:: DATASET ENTRIES ::
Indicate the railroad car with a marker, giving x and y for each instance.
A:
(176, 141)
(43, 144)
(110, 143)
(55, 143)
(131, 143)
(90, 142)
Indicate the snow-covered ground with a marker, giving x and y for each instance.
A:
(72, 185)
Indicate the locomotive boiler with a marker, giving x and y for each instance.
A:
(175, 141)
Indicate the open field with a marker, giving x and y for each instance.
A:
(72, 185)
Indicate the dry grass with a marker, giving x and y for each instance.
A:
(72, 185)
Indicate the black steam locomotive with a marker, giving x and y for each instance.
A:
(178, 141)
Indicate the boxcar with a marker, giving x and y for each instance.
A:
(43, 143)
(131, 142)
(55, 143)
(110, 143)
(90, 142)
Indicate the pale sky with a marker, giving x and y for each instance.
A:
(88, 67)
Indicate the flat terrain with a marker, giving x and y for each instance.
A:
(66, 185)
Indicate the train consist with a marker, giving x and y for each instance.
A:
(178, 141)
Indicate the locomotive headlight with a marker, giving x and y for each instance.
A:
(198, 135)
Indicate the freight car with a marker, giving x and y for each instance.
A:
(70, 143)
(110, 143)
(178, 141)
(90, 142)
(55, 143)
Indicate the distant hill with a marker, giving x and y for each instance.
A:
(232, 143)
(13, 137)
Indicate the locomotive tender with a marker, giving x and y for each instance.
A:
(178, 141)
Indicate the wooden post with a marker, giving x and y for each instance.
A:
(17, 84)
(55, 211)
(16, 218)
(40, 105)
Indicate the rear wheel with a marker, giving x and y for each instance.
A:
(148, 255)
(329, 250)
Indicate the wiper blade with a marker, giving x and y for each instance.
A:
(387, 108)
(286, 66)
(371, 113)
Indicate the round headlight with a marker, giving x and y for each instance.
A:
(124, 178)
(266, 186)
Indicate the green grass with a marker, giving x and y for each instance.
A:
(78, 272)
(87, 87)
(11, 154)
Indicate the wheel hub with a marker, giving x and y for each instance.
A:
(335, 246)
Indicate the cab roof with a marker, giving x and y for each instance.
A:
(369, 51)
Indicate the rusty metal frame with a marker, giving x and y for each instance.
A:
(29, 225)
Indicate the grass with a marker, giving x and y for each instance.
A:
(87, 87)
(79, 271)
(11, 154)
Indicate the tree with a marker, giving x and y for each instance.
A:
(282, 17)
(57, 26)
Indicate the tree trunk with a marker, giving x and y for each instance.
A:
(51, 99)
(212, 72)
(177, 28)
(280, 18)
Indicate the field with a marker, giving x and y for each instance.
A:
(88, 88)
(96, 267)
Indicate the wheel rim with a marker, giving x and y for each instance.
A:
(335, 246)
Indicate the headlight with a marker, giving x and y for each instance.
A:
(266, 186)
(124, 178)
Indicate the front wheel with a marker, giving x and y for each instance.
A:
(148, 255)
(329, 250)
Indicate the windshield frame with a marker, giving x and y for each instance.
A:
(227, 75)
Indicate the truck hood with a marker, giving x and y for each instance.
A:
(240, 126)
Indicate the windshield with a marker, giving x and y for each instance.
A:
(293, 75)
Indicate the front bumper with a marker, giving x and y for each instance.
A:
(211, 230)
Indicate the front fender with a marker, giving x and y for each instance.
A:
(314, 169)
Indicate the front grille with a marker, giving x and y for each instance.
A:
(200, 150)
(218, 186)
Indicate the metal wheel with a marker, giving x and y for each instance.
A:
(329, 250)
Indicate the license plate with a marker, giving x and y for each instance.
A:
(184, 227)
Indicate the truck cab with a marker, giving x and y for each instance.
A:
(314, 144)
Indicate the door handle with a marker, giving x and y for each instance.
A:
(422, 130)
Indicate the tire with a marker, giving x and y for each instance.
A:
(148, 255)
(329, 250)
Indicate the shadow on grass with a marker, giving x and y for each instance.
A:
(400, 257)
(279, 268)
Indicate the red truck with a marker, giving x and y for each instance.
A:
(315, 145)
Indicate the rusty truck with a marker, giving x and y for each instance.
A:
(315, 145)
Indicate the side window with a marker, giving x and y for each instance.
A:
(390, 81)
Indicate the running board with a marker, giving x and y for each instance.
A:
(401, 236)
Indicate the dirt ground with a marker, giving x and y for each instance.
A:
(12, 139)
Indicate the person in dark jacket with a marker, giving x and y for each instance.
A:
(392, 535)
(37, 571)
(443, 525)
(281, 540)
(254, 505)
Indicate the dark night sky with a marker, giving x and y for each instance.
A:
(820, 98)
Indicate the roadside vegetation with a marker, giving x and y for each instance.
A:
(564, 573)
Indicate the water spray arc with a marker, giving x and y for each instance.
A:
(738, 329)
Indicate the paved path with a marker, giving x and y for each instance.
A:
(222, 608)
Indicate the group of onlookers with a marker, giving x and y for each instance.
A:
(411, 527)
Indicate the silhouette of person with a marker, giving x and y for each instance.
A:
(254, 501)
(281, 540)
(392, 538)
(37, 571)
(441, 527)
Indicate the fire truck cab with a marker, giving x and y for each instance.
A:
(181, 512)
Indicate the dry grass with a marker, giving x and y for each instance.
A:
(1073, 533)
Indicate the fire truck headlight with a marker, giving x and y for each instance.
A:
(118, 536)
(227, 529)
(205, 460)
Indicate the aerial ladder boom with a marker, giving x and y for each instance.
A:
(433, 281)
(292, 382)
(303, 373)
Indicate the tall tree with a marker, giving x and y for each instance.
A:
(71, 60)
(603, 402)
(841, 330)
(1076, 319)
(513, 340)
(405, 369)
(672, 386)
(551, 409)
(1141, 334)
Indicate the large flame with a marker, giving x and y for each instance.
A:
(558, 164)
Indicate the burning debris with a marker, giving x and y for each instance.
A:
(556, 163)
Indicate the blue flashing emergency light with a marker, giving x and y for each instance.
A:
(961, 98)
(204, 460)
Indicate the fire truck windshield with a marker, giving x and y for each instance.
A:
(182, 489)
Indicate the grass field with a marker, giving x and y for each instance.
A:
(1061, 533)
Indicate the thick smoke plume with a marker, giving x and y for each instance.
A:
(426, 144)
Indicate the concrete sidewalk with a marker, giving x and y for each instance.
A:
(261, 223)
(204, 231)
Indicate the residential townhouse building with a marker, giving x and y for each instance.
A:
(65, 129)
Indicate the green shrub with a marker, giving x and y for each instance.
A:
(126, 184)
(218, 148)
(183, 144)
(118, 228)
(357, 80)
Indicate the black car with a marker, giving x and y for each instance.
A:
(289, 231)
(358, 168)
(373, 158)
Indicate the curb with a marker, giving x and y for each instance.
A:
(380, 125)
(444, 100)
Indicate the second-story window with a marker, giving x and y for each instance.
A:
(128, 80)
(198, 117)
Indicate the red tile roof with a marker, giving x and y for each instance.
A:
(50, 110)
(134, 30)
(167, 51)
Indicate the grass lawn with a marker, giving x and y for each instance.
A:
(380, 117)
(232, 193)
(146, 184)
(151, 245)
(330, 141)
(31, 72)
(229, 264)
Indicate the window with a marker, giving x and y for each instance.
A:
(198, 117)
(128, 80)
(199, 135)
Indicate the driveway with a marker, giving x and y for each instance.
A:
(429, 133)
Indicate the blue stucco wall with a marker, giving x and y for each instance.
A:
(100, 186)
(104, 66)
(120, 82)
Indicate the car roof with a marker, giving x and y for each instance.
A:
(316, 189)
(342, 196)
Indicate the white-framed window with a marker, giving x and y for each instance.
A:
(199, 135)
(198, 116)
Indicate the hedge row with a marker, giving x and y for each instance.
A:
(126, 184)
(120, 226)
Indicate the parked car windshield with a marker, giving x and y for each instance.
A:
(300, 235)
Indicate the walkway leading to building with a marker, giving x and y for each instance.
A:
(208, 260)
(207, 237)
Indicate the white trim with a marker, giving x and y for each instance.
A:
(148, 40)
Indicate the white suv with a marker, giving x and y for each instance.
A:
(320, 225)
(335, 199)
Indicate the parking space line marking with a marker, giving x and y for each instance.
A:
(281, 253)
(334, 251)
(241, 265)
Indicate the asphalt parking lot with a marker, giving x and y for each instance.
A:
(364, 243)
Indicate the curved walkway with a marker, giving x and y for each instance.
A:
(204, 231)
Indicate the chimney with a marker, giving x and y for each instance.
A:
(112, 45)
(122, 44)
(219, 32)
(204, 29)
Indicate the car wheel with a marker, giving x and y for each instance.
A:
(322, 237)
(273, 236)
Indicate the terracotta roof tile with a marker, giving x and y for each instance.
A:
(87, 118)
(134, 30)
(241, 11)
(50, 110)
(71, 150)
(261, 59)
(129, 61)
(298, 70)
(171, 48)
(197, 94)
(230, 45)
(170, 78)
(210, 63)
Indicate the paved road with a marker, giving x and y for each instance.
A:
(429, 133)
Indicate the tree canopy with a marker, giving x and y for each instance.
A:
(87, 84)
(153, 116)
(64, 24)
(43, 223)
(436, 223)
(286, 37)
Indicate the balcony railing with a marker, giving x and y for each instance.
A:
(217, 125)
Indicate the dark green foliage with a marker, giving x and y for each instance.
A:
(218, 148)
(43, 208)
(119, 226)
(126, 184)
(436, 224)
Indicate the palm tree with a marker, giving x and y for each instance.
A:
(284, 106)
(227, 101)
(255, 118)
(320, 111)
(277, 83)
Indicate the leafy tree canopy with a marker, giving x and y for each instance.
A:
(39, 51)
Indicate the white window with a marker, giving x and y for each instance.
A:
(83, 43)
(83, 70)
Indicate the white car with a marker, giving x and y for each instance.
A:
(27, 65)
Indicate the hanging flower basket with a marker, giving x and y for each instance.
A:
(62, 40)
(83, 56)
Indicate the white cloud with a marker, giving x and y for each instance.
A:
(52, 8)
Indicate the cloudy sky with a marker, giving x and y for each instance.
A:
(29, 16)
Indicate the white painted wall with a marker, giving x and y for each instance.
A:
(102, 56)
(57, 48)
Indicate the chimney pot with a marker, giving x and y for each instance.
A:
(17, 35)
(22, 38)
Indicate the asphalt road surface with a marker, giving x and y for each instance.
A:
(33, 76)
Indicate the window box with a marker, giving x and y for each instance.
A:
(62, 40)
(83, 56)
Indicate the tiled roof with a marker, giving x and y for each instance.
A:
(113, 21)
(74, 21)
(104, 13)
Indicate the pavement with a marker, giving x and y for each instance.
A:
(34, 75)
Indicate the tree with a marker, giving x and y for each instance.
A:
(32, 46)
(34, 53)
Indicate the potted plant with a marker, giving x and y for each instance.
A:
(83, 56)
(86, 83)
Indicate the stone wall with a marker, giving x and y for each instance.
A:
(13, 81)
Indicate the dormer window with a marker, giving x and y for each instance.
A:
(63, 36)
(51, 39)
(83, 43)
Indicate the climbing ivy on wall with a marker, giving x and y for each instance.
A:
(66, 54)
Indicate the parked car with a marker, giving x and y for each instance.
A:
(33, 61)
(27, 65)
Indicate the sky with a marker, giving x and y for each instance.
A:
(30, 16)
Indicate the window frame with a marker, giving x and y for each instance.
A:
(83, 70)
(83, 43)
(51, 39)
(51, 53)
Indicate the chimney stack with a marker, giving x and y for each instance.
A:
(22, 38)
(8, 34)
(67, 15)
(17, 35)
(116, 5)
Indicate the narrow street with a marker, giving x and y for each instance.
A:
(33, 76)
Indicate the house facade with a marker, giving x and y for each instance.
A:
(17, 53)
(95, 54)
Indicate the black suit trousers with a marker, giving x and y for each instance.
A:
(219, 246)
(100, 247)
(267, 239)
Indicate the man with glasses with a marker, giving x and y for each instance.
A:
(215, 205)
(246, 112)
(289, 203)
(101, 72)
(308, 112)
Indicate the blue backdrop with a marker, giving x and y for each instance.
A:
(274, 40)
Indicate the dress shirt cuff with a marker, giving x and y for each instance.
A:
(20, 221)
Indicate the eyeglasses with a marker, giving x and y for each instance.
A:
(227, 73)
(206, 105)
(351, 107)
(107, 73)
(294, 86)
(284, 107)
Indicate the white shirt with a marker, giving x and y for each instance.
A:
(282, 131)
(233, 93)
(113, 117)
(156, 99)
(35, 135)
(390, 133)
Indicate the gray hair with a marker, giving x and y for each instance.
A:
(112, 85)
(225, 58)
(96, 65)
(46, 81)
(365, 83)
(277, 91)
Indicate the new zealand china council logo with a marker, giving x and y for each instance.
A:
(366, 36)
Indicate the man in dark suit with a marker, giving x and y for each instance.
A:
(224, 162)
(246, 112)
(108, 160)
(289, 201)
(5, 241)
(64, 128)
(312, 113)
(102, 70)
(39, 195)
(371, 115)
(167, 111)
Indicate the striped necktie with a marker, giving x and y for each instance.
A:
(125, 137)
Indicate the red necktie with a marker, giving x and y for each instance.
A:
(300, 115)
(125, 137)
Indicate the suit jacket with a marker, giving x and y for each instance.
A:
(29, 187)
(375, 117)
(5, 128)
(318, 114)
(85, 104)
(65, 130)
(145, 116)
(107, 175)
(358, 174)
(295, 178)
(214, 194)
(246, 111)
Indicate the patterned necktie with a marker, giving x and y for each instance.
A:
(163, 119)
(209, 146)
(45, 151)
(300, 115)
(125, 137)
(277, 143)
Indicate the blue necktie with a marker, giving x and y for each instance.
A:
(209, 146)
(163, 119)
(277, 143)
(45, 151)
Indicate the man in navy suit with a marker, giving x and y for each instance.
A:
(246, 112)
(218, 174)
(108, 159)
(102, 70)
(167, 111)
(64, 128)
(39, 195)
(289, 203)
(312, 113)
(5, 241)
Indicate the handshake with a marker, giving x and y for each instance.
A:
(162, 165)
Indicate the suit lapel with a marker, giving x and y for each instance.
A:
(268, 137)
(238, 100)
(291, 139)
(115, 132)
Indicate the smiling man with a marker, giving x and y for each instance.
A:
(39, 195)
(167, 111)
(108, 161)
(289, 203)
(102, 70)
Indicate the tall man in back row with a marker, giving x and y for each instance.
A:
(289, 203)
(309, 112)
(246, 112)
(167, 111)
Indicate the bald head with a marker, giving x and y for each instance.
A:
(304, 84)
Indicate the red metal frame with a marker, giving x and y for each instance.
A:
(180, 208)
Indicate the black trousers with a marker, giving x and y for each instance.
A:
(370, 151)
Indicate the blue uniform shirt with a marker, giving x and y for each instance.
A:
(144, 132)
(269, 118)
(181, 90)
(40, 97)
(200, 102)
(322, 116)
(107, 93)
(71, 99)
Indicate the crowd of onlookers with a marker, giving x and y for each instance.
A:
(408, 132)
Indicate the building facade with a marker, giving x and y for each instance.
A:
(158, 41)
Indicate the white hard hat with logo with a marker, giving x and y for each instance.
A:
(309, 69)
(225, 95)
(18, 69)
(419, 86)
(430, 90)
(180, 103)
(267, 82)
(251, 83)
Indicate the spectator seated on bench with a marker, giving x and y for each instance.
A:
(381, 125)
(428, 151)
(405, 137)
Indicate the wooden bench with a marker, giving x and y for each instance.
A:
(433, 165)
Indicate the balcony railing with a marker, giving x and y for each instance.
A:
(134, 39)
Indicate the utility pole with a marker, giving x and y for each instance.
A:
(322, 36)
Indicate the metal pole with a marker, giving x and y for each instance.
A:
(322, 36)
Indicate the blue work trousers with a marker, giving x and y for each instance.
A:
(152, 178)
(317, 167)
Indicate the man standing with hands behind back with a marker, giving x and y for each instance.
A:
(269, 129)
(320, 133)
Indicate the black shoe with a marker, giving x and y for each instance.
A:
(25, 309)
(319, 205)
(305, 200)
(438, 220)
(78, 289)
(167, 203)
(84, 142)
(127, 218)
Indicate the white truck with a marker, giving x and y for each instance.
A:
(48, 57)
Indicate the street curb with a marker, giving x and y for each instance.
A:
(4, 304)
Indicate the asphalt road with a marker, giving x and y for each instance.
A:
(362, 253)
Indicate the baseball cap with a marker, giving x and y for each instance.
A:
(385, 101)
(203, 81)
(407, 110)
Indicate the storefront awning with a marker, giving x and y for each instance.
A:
:::
**WHAT TO PRODUCE**
Above are the records; copy every line in them that holds the word "chimney".

**EXPECTED OUTPUT**
Indicate the chimney with a marker, giving x and y for each instance.
Indicate the chimney pot with a marker, giving x and y for each instance.
Indicate the chimney stack with a marker, giving x and y for each instance.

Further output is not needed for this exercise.